**Problem to solve:** Reproduce the stretch of the listing below from the line containing "trace: **cardboard box**" through the line containing "97 63 L 100", character for character, with both of those lines included.

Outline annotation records

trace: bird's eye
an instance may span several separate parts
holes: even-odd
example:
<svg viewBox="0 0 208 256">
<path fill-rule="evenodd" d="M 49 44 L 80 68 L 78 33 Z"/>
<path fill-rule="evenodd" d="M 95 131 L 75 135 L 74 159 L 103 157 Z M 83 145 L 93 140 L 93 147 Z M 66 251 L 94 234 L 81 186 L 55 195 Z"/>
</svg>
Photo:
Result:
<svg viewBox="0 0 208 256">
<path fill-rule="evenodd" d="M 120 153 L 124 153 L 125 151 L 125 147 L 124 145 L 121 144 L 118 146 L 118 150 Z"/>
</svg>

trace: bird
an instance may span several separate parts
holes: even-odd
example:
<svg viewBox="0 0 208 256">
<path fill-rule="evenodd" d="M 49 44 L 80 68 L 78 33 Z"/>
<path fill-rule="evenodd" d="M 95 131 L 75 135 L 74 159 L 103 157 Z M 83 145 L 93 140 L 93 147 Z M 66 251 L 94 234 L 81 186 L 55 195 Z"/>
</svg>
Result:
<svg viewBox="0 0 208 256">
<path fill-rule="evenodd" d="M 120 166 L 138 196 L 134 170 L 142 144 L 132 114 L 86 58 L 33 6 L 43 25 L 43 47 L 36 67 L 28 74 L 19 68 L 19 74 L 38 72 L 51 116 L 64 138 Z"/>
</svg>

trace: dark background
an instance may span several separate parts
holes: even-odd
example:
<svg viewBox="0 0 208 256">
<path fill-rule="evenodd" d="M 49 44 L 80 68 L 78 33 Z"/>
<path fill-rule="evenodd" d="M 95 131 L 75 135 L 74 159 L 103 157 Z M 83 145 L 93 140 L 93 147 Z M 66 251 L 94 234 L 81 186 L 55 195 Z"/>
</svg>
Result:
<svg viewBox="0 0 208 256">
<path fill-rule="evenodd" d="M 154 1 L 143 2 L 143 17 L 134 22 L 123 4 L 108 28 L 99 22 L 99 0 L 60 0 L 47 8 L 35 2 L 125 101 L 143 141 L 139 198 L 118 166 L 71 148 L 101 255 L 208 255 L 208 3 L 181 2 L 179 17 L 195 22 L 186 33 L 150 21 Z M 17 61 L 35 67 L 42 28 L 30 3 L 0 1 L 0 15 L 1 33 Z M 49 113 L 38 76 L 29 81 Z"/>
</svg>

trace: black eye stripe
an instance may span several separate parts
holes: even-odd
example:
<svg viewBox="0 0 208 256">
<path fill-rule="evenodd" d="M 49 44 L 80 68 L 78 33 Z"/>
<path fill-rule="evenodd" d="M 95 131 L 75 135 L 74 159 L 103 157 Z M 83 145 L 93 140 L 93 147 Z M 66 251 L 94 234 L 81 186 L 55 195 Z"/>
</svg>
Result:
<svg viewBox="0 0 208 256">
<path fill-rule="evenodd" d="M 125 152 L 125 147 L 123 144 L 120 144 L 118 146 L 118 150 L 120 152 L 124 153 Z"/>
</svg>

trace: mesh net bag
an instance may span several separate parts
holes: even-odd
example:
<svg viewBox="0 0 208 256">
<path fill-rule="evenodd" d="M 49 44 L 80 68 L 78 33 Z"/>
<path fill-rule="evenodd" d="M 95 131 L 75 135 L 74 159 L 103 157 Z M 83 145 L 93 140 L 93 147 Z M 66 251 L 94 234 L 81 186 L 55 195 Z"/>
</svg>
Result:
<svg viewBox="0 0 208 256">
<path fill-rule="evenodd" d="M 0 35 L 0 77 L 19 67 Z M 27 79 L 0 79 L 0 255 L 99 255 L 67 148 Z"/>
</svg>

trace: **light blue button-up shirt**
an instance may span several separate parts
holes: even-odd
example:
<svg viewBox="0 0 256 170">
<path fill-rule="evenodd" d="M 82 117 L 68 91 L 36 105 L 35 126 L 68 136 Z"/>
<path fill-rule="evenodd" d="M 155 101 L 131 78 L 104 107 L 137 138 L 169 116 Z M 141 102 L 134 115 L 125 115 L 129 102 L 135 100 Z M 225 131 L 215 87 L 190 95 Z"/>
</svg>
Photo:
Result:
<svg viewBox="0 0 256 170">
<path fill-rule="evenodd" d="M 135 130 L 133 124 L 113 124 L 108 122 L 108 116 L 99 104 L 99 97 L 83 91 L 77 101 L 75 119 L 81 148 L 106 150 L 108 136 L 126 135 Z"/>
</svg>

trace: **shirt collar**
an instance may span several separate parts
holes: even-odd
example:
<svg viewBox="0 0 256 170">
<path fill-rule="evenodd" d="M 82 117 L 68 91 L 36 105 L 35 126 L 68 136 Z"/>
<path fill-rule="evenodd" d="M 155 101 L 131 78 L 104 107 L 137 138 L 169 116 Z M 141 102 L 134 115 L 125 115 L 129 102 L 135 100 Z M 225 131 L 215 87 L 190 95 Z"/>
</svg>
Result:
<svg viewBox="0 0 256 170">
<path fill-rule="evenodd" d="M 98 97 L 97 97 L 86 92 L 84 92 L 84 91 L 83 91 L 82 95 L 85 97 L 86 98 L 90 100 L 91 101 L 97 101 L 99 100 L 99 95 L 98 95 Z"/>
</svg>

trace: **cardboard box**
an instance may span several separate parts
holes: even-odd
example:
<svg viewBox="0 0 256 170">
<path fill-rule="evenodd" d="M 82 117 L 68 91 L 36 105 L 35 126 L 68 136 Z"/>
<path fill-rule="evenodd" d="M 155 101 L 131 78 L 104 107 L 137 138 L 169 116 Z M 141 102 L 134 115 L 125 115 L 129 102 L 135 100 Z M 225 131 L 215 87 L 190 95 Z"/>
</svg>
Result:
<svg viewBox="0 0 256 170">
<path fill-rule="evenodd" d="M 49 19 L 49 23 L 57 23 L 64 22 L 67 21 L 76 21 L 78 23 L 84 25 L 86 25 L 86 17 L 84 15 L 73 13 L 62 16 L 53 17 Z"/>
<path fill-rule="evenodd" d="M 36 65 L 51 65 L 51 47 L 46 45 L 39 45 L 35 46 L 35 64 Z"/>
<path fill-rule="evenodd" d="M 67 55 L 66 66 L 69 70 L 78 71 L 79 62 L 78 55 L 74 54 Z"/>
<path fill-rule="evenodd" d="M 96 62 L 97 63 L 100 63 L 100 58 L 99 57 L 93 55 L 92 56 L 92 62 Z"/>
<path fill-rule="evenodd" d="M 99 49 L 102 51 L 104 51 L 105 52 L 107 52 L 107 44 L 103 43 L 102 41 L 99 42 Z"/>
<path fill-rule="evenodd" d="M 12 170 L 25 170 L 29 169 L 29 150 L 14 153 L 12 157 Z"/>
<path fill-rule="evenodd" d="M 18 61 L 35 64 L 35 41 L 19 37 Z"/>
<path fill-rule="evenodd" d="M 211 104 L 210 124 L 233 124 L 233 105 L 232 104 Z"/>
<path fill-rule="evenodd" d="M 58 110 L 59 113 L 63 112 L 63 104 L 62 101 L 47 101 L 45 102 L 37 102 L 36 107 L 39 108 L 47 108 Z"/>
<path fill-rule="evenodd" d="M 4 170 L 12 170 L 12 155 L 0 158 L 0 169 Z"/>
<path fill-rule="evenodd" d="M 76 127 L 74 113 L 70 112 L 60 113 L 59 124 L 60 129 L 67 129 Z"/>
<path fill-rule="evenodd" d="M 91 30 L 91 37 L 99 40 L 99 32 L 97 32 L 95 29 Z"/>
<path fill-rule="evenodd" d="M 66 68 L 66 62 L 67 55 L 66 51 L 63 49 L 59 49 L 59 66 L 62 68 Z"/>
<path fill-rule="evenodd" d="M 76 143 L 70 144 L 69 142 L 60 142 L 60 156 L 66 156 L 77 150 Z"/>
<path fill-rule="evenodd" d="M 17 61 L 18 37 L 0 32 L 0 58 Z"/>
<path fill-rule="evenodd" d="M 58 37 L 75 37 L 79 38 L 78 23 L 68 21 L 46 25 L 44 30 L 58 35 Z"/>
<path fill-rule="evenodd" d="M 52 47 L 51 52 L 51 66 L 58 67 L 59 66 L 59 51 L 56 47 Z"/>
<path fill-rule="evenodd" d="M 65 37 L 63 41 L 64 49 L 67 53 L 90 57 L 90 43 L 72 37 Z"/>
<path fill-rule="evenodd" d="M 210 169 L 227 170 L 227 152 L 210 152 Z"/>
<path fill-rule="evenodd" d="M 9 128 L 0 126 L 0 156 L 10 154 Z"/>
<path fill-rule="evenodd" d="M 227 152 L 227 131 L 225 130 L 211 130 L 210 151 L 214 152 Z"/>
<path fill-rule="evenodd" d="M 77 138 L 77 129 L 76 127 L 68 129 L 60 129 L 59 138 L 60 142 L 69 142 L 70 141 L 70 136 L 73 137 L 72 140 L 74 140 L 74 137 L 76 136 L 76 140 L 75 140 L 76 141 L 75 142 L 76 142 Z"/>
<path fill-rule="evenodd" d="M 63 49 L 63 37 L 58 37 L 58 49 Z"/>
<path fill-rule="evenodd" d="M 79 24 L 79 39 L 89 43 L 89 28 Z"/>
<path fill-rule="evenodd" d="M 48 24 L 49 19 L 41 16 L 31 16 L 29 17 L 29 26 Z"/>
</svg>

**Exercise result:**
trace: **cardboard box**
an instance may span several separate parts
holes: even-odd
example:
<svg viewBox="0 0 256 170">
<path fill-rule="evenodd" d="M 82 117 L 68 91 L 36 105 L 35 126 L 68 136 Z"/>
<path fill-rule="evenodd" d="M 155 101 L 131 78 L 104 107 L 137 138 L 169 116 Z M 141 102 L 134 115 L 125 115 L 129 102 L 135 100 Z M 225 131 L 215 87 L 190 95 Z"/>
</svg>
Result:
<svg viewBox="0 0 256 170">
<path fill-rule="evenodd" d="M 49 19 L 49 23 L 57 23 L 64 22 L 67 21 L 76 21 L 78 23 L 84 25 L 86 25 L 86 17 L 84 15 L 73 13 L 62 16 L 53 17 Z"/>
<path fill-rule="evenodd" d="M 36 65 L 51 65 L 51 47 L 46 45 L 39 45 L 35 46 L 35 64 Z"/>
<path fill-rule="evenodd" d="M 67 55 L 66 66 L 69 70 L 78 71 L 79 62 L 78 55 L 74 54 Z"/>
<path fill-rule="evenodd" d="M 96 62 L 97 63 L 100 63 L 100 58 L 99 57 L 93 55 L 92 56 L 92 62 Z"/>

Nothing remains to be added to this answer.